§ **TASK INSTRUCTIONS**
a. From the passage on engine efficiency, set down everything from "A bound on engine" down to "in finite time.".
b. Extend the summary of the engine-efficiency paper, picking up after its last sentence.

§ **EXCERPTED TEXT**
----------

A bound on engine efficiency based on statistical correlations between internal state and Hamiltonian provides the exact maximum for multi-bath systems and can be reached in finite time.

A machine-rendered reading of the paper's core claim, the machinery that carries it, and where it could break.

The paper derives an information-theoretic upper bound on the efficiency of thermal engines that depends explicitly on correlations between the engine's internal state and its Hamiltonian. This bound is stricter than the Carnot limit when multiple temperature baths are present and holds for both classical and quantum engines even when cycles run in finite time rather than quasistatically. The authors demonstrate that a quantum dot coupled to fermionic baths can saturate the bound, supplying a concrete physical example that operates beyond the slow, reversible regime. Readers would care because the result supplies a practical design rule for building higher-efficiency energy-harvesting devices that do not require ideal reversible operation.

----------

Entries from a point-annotation set

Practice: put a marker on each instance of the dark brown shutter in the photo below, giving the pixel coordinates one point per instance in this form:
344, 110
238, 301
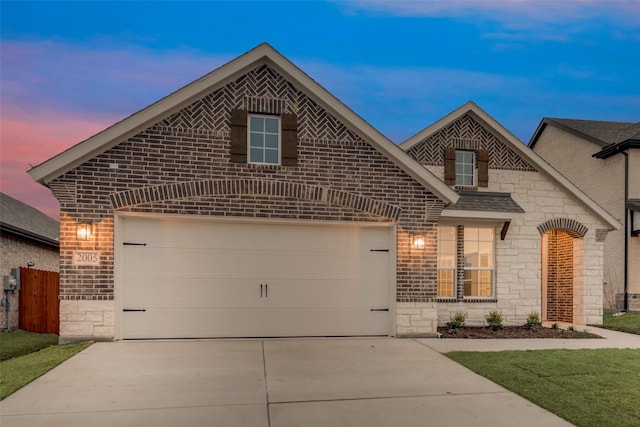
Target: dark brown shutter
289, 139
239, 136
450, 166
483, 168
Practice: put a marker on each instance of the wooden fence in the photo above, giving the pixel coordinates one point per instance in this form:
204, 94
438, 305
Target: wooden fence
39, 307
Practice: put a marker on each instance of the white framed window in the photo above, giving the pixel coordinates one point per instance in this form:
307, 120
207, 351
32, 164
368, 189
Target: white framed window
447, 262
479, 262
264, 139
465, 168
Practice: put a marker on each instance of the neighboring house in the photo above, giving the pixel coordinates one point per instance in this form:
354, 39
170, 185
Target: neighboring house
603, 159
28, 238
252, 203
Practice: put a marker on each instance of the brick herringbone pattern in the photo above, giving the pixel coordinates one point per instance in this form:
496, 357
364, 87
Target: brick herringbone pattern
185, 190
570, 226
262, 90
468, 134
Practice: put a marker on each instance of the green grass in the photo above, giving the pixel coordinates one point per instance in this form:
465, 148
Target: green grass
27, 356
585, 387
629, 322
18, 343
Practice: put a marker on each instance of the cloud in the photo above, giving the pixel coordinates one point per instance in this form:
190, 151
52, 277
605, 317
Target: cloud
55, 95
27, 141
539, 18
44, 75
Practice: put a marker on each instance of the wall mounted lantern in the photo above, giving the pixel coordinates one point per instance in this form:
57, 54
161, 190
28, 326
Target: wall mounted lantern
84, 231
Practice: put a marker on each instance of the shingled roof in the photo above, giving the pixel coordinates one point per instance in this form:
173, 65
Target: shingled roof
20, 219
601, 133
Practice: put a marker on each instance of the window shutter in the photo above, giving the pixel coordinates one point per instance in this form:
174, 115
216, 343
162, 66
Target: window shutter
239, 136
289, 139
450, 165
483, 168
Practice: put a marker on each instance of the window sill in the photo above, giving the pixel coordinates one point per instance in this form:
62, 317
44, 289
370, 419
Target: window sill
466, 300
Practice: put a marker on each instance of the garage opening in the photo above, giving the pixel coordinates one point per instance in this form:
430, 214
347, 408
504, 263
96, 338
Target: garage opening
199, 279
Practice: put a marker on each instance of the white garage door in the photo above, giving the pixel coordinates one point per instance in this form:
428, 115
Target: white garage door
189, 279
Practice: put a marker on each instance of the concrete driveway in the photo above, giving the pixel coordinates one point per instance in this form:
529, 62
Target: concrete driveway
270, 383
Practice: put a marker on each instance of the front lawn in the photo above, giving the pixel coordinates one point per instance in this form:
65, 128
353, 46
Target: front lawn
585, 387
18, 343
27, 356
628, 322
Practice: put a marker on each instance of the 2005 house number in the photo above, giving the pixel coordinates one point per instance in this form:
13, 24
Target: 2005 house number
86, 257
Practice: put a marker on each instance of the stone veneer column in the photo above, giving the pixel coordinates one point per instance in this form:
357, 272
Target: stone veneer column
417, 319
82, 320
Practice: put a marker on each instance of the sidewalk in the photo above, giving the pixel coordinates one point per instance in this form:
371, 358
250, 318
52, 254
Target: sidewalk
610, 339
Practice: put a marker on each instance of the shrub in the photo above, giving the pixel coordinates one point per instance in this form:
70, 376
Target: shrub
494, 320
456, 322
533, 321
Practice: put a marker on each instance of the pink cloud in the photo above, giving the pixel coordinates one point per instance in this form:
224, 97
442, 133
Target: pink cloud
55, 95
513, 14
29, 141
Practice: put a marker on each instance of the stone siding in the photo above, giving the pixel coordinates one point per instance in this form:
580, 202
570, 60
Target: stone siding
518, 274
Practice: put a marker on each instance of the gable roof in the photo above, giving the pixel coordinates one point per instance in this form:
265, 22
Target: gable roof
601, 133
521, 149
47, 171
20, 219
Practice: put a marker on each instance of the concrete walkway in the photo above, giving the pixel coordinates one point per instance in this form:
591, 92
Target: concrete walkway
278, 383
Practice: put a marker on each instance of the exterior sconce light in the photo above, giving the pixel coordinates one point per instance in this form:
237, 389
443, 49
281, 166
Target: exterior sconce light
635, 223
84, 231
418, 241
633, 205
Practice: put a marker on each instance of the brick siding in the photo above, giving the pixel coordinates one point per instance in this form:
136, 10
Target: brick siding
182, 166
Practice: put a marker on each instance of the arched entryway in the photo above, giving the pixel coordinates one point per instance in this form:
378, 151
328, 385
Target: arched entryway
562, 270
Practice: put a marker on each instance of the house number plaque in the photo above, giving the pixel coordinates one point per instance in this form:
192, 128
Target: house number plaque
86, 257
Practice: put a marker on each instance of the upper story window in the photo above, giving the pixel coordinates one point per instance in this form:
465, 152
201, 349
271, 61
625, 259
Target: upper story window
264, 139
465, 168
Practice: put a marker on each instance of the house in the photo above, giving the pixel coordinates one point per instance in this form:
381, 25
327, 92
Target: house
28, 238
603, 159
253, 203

----------

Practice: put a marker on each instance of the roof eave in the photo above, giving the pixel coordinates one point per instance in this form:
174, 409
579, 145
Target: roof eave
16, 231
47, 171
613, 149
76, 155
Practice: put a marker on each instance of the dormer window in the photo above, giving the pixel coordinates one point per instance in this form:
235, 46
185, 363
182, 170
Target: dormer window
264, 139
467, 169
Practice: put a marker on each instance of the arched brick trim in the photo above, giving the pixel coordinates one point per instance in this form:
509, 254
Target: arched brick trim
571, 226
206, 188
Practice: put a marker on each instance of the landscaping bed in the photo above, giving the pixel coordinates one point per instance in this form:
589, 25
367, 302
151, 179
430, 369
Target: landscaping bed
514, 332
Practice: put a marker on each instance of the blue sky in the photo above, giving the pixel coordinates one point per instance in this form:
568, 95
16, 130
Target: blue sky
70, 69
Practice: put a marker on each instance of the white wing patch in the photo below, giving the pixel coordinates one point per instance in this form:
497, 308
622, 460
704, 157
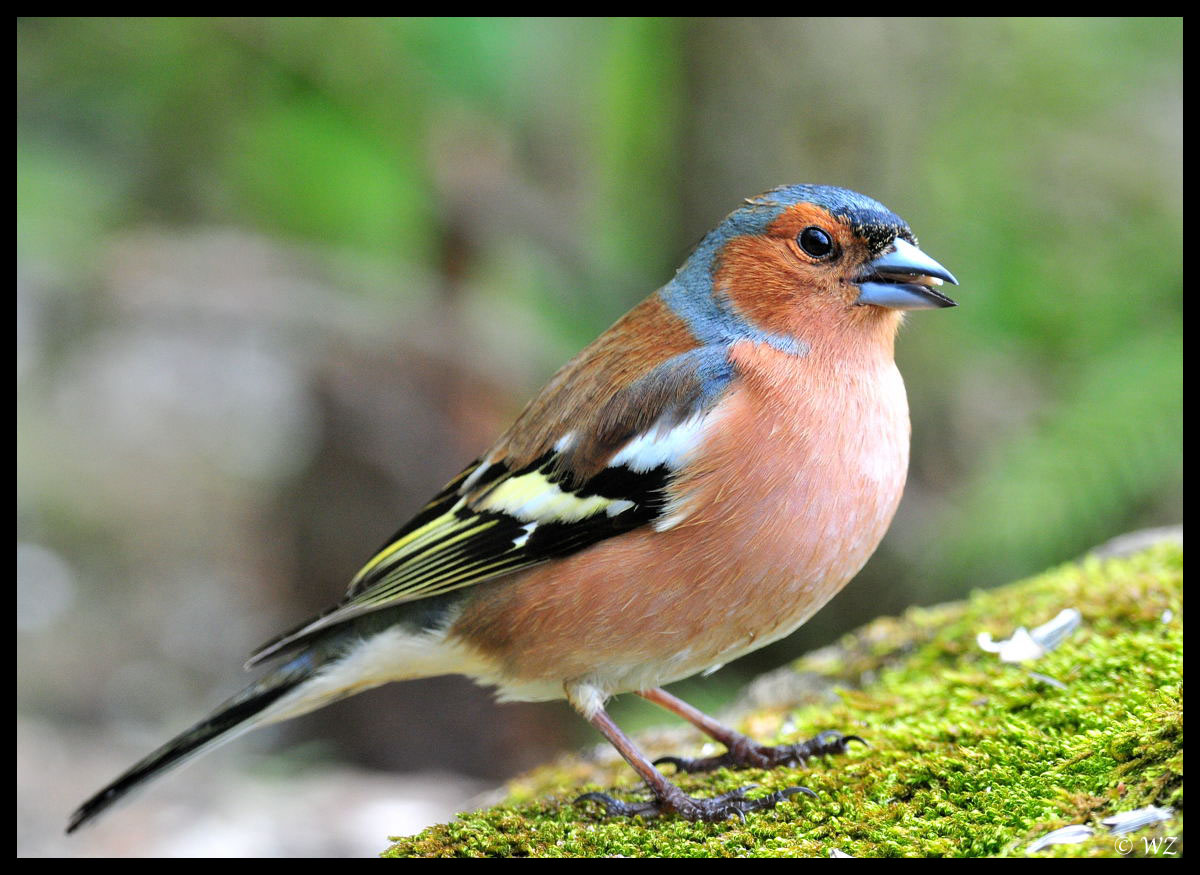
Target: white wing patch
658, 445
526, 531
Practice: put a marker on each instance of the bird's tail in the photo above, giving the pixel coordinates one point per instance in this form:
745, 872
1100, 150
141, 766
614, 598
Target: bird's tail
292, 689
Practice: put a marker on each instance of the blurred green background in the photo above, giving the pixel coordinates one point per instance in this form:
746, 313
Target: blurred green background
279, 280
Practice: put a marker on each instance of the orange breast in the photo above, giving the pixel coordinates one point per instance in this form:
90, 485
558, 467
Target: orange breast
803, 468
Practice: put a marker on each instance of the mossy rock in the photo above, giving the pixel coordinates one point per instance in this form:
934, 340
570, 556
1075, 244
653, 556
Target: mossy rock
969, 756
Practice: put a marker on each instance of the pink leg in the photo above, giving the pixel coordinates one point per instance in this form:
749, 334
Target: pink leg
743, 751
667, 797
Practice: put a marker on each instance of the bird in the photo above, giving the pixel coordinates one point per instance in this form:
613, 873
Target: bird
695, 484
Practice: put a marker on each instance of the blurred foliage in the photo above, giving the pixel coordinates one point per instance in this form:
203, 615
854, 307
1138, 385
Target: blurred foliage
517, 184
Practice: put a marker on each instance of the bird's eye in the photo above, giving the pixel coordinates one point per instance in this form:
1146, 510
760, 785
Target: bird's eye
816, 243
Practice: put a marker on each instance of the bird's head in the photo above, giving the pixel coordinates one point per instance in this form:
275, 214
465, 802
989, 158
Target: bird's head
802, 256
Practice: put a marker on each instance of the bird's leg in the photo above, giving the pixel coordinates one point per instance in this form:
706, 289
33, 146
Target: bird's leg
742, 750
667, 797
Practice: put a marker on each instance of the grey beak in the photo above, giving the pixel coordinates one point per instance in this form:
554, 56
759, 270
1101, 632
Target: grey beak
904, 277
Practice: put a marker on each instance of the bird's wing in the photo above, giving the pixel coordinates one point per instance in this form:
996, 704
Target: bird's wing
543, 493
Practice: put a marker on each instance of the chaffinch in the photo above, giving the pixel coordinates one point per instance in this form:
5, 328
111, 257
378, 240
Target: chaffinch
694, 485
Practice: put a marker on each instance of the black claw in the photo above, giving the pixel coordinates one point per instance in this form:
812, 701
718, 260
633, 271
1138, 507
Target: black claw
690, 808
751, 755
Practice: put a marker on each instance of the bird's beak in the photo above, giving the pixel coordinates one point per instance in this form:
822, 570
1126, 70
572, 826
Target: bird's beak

----------

§ **EXERCISE RESPONSES**
a.
A bound on engine efficiency based on statistical correlations between internal state and Hamiltonian provides the exact maximum for multi-bath systems and can be reached in finite time.

b.
Core claim

We derive a bound on the efficiency of thermal engines that can be sharper than Carnot's limit. It is a function of statistical correlations between the engine internal state and Hamiltonian, can be saturated even in finite-time cycles, and applies to both classical and quantum engines. Specifically, the bound establishes the exact maximal efficiency of engines operating with multiple baths, tightening the upper limit set by Carnot's theorem. Then, we show that an engine made of a quantum dot coupled with fermionic baths can achieve the bound, even when operating beyond the quasistatic regime.

What carries the argument

The information-theoretic efficiency bound expressed as a function of statistical correlations between the engine's internal state and its time-dependent Hamiltonian

If this is right

  • Engines operating with more than two baths have an exact maximum efficiency given by the new correlation-dependent expression rather than the standard Carnot formula.
  • Finite-time, non-quasistatic cycles can still reach the highest possible efficiency provided the state-Hamiltonian correlations are properly managed.
  • The same bound applies equally to classical engines and to quantum engines.
  • A quantum dot coupled to fermionic baths provides a realizable system that saturates the bound outside the quasistatic limit.

Where Pith is reading between the lines

These are editorial extensions of the paper, not claims the author makes directly.

  • Engineering protocols that actively control or preserve state-Hamiltonian correlations could become a concrete target for improving real-world heat engines.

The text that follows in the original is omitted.